• _DO THIS_
Copy the items word for word, starting at the line that contains "Task: put a single marker on each instance of the pale" and continuing through the end of the items, with both ends included.

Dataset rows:
· · · ·
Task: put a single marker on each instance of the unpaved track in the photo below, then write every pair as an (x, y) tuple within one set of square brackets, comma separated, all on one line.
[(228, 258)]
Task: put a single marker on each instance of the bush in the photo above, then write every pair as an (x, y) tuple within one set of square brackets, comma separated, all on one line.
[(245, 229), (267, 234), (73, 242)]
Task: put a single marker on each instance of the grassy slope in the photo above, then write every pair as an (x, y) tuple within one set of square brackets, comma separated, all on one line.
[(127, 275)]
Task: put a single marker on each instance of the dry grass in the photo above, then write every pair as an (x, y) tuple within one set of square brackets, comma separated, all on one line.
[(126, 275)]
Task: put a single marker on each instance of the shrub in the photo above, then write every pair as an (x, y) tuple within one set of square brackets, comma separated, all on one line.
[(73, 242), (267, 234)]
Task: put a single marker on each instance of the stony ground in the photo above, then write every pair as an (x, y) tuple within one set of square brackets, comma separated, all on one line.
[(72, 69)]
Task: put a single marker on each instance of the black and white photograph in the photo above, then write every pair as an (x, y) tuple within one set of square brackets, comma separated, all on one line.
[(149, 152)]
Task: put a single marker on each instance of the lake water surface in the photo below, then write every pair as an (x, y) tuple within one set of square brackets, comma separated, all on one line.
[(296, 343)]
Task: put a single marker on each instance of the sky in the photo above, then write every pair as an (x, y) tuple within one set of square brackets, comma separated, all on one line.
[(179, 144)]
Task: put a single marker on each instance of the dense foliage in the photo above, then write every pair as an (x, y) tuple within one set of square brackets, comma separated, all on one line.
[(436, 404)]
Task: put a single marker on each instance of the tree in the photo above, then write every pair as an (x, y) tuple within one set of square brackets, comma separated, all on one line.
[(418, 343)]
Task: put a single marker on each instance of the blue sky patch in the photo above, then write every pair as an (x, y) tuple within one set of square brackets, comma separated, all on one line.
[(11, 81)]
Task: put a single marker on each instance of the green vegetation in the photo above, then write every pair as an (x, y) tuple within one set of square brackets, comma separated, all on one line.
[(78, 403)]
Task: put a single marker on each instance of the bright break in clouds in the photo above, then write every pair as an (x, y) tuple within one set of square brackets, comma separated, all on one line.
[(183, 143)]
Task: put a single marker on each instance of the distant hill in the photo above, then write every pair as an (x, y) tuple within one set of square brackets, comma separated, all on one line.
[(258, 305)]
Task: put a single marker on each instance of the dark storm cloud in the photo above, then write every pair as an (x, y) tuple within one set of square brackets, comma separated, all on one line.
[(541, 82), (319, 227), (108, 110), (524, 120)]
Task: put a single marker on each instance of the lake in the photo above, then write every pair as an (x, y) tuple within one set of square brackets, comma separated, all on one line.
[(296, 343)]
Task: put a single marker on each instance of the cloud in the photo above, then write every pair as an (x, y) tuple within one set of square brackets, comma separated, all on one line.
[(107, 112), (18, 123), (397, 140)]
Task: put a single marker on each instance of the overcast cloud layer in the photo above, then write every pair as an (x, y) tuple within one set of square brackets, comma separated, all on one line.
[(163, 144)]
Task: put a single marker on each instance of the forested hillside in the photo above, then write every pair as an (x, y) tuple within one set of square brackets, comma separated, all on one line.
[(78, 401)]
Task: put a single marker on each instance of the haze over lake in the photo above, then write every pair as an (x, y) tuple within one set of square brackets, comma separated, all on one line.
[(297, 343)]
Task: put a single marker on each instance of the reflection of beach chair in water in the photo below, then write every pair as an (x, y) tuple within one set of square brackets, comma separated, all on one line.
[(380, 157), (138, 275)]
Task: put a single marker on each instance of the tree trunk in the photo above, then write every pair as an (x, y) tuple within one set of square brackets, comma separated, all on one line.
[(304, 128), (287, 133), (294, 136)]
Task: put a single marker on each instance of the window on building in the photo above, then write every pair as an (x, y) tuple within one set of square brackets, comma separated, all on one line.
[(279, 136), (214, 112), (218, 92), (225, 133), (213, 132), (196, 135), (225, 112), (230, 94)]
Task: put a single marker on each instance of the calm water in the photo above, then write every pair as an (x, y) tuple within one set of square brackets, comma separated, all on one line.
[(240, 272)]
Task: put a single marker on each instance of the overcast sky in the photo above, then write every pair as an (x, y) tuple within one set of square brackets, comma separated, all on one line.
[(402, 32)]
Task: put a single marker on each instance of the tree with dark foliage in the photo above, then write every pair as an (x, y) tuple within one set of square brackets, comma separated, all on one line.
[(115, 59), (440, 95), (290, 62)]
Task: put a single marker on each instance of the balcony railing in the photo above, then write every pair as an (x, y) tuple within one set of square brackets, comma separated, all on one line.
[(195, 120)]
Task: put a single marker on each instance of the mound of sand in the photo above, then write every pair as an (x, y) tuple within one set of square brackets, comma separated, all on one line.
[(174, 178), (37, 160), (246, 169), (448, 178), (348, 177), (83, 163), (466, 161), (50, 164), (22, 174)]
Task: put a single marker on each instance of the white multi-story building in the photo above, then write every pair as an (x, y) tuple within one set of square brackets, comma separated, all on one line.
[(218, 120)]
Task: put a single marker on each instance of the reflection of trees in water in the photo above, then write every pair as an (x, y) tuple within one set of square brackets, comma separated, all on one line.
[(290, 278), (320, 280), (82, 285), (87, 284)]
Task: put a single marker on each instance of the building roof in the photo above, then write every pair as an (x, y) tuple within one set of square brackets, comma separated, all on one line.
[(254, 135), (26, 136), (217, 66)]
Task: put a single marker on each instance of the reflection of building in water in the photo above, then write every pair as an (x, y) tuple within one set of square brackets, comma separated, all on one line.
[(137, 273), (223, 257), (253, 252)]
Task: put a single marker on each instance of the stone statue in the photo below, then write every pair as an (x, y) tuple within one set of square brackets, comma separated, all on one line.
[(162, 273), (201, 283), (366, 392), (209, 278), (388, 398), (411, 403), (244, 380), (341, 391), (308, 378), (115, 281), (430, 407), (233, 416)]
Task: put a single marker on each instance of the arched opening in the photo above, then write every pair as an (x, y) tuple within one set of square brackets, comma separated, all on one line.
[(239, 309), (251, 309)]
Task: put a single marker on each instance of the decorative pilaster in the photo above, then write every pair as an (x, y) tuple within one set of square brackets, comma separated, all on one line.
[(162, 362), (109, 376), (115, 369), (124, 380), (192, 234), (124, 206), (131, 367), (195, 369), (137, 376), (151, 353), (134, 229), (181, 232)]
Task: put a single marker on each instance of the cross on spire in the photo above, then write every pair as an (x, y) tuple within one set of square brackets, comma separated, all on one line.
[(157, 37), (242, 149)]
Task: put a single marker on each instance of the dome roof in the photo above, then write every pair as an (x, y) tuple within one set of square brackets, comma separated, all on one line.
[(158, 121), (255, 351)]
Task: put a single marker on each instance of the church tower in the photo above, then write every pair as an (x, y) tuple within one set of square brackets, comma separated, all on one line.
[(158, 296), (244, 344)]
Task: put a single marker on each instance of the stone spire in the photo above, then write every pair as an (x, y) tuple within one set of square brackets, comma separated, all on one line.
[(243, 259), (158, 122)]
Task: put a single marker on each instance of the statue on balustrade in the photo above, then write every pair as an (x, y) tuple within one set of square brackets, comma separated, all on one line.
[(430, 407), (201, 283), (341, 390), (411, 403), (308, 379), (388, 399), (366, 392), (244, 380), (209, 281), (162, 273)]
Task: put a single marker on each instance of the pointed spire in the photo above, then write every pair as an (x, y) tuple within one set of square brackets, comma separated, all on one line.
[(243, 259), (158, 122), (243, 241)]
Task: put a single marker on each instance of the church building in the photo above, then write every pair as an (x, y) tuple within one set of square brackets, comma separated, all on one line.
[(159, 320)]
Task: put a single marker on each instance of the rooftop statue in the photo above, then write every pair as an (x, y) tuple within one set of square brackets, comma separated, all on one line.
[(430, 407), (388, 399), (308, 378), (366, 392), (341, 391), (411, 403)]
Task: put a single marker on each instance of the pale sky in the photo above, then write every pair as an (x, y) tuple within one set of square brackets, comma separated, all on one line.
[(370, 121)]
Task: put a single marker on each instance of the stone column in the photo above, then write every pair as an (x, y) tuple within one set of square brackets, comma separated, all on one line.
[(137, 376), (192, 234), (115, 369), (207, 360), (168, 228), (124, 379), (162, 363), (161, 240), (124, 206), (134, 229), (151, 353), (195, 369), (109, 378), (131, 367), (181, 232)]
· · · ·
• _SOLUTION_
Task: put a single marker on each instance of the pale sky in the photo above, then write every pair as an (x, y) tuple within one set of square brackets, comma separated, all on one line.
[(370, 121)]
Task: put a single marker on each instance of the stone column in the photo above, then write every pair as an (x, y) tuple within one set of square brackets, comma separated, all on one line.
[(137, 376), (192, 234), (115, 369), (207, 360), (168, 228), (124, 379), (162, 363), (161, 240), (124, 206), (134, 229), (151, 353), (195, 369), (109, 378), (131, 367), (181, 232)]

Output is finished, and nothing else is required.